===== Data listing

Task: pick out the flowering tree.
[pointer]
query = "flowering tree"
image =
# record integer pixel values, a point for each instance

==========
===== Data listing

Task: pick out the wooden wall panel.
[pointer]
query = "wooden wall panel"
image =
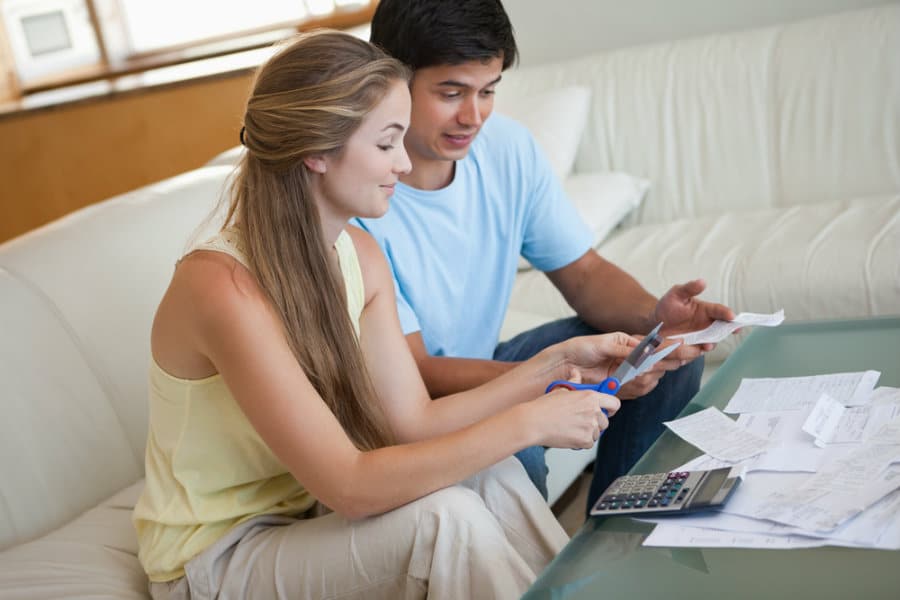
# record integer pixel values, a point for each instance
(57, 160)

==========
===== Data listing

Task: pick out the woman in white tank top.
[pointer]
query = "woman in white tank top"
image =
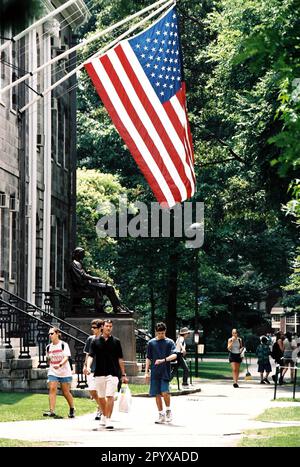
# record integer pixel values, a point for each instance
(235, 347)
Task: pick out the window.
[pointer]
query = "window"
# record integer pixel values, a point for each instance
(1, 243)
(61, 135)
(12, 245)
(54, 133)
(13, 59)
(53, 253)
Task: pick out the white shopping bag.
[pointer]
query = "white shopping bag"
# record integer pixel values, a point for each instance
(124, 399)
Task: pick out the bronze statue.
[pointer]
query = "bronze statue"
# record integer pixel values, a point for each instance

==========

**Short task**. Show each line in the rows above that contains the string "pick". Matches are case-sensitive.

**Full solution**.
Task: pick out the flowering tree.
Task: pick out the wooden wall panel.
Task: pick out the woman in white tank top.
Task: pick out the window.
Task: pick out the white shopping bag.
Task: pick out the bronze statue.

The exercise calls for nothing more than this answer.